'''

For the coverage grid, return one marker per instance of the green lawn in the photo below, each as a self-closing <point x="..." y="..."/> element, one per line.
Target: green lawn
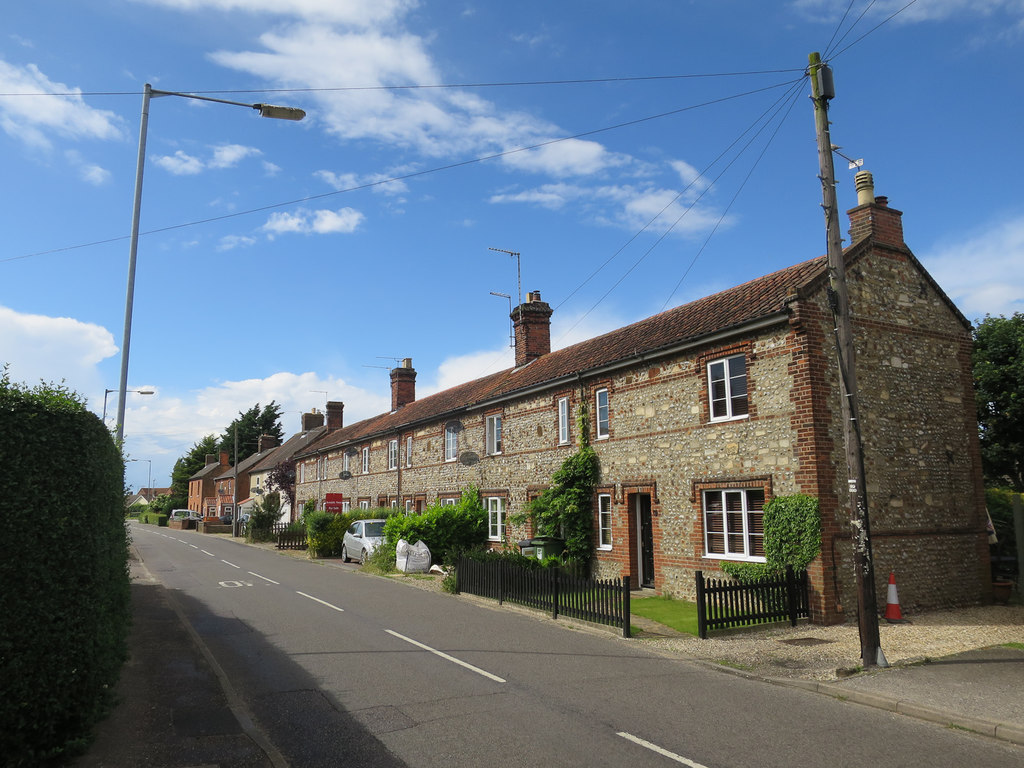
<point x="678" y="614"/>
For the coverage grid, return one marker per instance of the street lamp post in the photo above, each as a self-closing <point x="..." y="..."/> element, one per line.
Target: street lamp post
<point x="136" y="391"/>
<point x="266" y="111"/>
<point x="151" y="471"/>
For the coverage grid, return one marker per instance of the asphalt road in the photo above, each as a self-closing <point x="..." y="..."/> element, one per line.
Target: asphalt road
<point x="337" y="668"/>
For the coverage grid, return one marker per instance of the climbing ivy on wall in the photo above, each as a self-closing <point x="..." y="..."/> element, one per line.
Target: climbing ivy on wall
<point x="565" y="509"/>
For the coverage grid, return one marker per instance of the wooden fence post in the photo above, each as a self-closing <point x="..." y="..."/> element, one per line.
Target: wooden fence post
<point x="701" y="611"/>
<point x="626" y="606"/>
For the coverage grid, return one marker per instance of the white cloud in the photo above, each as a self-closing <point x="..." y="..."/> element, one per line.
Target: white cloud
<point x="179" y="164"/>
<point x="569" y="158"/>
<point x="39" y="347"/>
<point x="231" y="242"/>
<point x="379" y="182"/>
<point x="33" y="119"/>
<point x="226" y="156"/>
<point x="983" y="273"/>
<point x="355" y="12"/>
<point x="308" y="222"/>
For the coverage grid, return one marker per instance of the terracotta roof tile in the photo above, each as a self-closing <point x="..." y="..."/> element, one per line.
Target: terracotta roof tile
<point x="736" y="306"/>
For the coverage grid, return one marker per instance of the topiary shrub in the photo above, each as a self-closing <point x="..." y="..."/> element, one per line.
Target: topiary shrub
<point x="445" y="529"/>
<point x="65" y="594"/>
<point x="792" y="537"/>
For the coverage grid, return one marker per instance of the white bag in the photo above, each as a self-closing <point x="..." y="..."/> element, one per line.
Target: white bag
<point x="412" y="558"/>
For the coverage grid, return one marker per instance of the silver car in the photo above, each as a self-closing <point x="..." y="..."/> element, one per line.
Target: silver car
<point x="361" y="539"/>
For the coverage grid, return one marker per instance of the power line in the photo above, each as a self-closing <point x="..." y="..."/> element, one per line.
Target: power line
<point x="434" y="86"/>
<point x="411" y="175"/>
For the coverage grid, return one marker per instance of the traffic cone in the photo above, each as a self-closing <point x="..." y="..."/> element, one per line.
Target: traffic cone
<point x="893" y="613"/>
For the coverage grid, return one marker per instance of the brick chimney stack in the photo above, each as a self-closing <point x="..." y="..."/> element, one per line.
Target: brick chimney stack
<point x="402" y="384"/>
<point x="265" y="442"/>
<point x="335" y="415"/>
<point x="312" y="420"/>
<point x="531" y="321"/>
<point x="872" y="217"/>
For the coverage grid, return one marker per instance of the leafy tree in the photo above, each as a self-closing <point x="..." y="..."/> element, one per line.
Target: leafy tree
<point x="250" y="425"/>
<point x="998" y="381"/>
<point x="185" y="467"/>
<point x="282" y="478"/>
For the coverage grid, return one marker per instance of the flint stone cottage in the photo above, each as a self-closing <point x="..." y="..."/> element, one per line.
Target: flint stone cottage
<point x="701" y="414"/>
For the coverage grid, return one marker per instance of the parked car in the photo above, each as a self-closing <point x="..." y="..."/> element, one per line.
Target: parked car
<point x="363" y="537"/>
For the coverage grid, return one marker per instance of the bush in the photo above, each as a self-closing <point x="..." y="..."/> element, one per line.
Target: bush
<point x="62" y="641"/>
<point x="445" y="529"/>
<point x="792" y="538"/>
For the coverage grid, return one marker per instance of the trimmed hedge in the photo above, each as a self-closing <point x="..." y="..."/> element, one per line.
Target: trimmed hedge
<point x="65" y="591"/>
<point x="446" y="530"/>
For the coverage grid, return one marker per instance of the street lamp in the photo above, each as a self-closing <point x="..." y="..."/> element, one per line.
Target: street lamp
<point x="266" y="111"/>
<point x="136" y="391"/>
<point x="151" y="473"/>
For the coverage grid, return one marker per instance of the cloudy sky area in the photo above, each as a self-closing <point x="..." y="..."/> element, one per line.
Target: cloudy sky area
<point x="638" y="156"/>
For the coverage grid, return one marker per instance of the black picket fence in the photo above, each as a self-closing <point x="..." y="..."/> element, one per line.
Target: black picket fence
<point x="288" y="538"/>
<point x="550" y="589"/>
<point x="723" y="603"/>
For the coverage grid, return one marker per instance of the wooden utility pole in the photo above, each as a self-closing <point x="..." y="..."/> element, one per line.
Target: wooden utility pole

'''

→ **Aim**
Only the lines from the one containing "of the cloudy" through the end of the material should be reproduced, exactly, with both ends included.

→ **Task response**
For the coverage grid, return one marker per instance of the cloudy sky area in the photo above, each as a self-closing <point x="..." y="..."/> element, one per line.
Target: cloudy sky area
<point x="638" y="156"/>
For the coverage grid, return one marker per instance of the black picket fence in the photo above, each as a self-closing <point x="..." y="..."/> element, one per line.
Target: black picket fence
<point x="288" y="538"/>
<point x="550" y="589"/>
<point x="723" y="603"/>
For the coverage grid, return one marker per instance of the wooden utility pole in the photo above, each as a self-closing <point x="..." y="..."/> element, one per line.
Target: wooden utility pole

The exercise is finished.